Once we define the ``model``, ``guide`` and ``param_spec``, we can use our model
within the ``SCRIBE`` framework. We simply pass the ``model``, ``guide``,
``param_spec``, and any other arguments to ``run_scribe``.

.. code-block:: python

    results = scribe.run_scribe(
        counts=counts,
        custom_model=nbdm_lognormal_model,
        custom_guide=nbdm_lognormal_guide,
        custom_args={
            "total_counts": jnp.sum(counts, axis=1)
        },
        param_spec=param_spec,
        n_steps=10_000,
        batch_size=512,
        prior_params={
            "p_prior": (1, 1),
            "r_prior": (0, 1)
        }
    )

Key arguments:

* ``custom_model``: Your model function
* ``custom_guide``: Your guide function
* ``custom_args``: Additional arguments needed by your model/guide
* ``param_spec``: Parameter type specification
* ``prior_params``: Prior parameters for your model

Working with Results
--------------------

Results from custom models are returned as ``CustomResults`` objects, which
provide the same interface as built-in models:

.. code-block:: python

    # Get learned parameters
    params = results.params
    
    # Get distributions (requires implementing get_distributions_fn)
    distributions = results.get_distributions()
    
    # Generate posterior samples
    samples = results.get_posterior_samples(n_samples=1000)
    
    # Get predictive samples
    predictions = results.get_predictive_samples()

## Entries provided:
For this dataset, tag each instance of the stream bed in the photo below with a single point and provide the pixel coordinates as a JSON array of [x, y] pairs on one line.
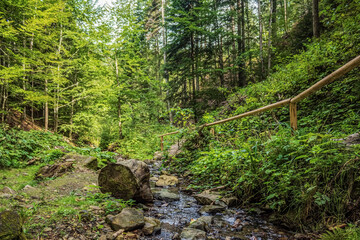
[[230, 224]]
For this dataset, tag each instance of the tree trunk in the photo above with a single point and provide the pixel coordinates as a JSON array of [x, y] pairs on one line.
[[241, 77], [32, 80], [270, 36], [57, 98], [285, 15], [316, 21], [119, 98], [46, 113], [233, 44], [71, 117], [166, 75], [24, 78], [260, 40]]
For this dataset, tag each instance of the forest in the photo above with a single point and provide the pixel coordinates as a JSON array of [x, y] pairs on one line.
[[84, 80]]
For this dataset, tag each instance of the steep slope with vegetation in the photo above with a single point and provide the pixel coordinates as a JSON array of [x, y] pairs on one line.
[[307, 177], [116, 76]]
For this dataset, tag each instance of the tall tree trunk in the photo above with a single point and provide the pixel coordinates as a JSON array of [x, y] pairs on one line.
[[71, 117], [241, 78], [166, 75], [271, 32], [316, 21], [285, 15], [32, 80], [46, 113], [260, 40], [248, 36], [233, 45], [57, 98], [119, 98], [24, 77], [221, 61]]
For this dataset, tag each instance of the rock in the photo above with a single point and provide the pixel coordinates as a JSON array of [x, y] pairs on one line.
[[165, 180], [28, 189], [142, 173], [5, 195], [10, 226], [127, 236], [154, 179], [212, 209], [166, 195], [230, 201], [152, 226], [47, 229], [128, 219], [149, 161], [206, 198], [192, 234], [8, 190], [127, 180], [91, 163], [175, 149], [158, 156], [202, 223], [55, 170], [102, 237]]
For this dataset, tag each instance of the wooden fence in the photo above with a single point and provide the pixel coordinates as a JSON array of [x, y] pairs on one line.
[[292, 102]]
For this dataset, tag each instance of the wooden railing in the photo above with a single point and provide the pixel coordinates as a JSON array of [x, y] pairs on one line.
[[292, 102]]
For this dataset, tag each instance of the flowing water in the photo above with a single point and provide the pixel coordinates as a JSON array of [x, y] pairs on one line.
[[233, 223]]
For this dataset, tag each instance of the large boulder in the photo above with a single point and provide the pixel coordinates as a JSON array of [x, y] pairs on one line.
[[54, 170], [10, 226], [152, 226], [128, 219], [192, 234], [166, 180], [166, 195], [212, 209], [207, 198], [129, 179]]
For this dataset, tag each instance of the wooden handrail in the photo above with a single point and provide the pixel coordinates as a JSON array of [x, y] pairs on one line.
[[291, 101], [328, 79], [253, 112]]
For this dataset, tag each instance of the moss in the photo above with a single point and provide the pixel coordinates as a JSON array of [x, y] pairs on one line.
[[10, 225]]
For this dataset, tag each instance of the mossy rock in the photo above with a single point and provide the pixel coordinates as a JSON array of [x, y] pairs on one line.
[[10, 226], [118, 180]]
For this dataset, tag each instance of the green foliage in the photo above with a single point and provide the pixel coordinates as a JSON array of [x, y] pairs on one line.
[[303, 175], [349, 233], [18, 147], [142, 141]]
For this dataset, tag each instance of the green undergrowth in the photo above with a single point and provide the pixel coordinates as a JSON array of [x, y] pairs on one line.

--

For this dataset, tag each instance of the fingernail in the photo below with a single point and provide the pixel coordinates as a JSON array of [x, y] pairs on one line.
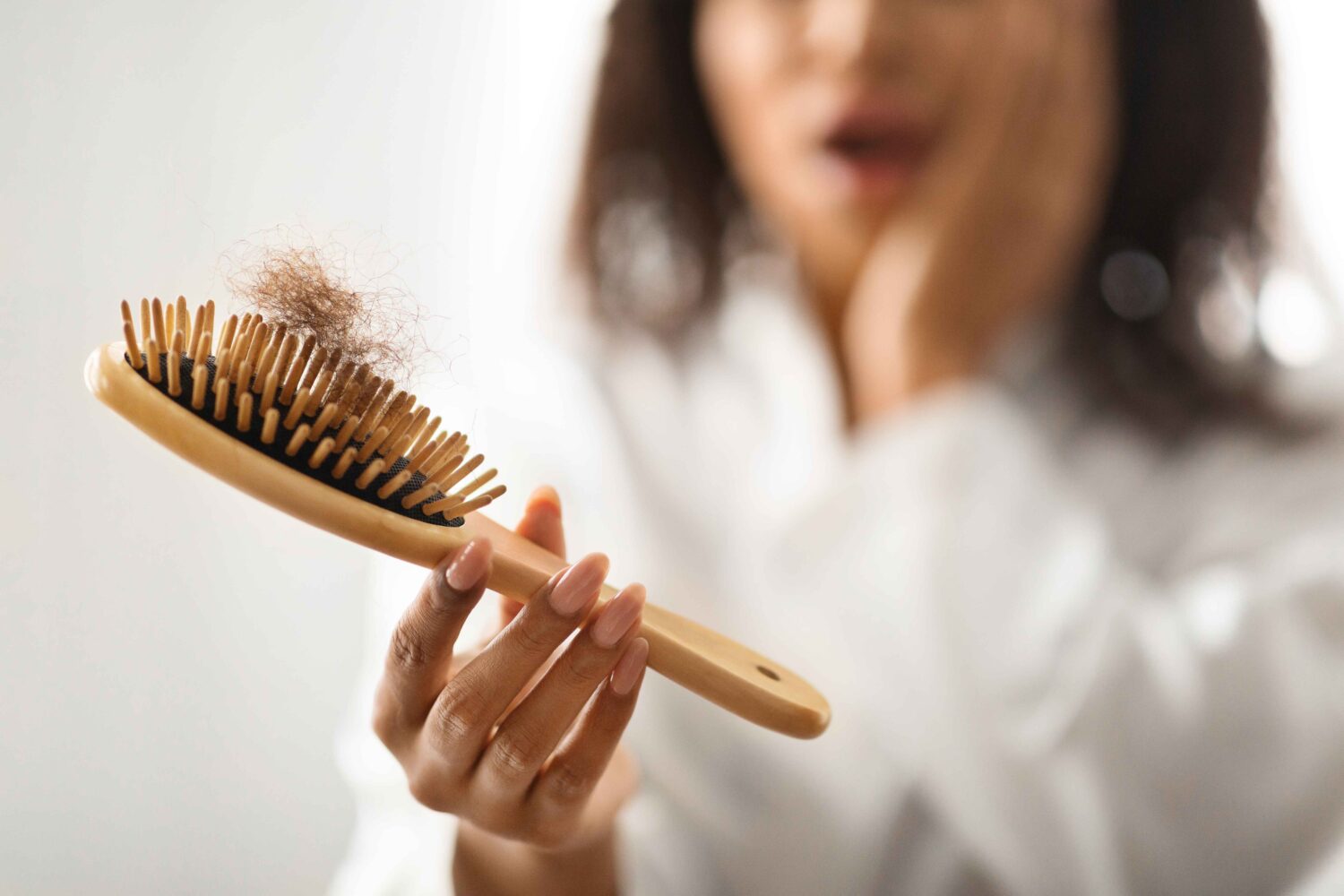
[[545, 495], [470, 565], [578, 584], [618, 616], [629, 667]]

## Set tasks:
1) Which key arguments does the SCRIBE documentation list, and how does it describe each one?
2) Pick up the SCRIBE documentation after its final line and keep writing.

## Answers for the exercise:
1)
- ``custom_model``: Your model function
- ``custom_guide``: Your guide function
- ``custom_args``: Additional arguments needed by your model/guide
- ``param_spec``: Parameter type specification
- ``prior_params``: Prior parameters for your model

2)
Optional Extensions
-------------------

The ``CustomResults`` class supports several optional extensions:

1. Custom distribution access. Once we have our variational parameters, stored
   in ``params``, we can use them to define our variational posterior
   distributions. To do so, we define a function that takes ``params`` and
   returns a dictionary of distributions. In our case, we want to be able to
   access the distributions in both ``scipy`` and ``NumPyro`` formats, so we
   have two branches in our function.

.. code-block:: python

    def get_distributions_fn(params, backend="scipy"):
        if backend == "scipy":
            return {
                'p': stats.beta(params['alpha_p'], params['beta_p']),
                'r': stats.lognorm(
                    s=params['sigma_r'],
                    scale=np.exp(params['mu_r'])
                )
            }
        elif backend == "numpyro":
            return {
                'p': dist.Beta(params['alpha_p'], params['beta_p']),
                'r': dist.LogNormal(params['mu_r'], params['sigma_r'])
            }

    # Pass to run_scribe
    results = scribe.run_scribe(
        ...,
        get_distributions_fn=get_distributions_fn
    )

.. warning::

    Sometimes the parameterization between ``scipy`` and ``NumPyro`` is
    different. Make sure to check the documentation for the distribution you are
    using to make sure you are using the correct parameterization.

2. Custom model arguments. Sometimes we need to pass additional arguments to
   our model. We can do this by defining a function that takes ``results`` and
   returns a dictionary of arguments.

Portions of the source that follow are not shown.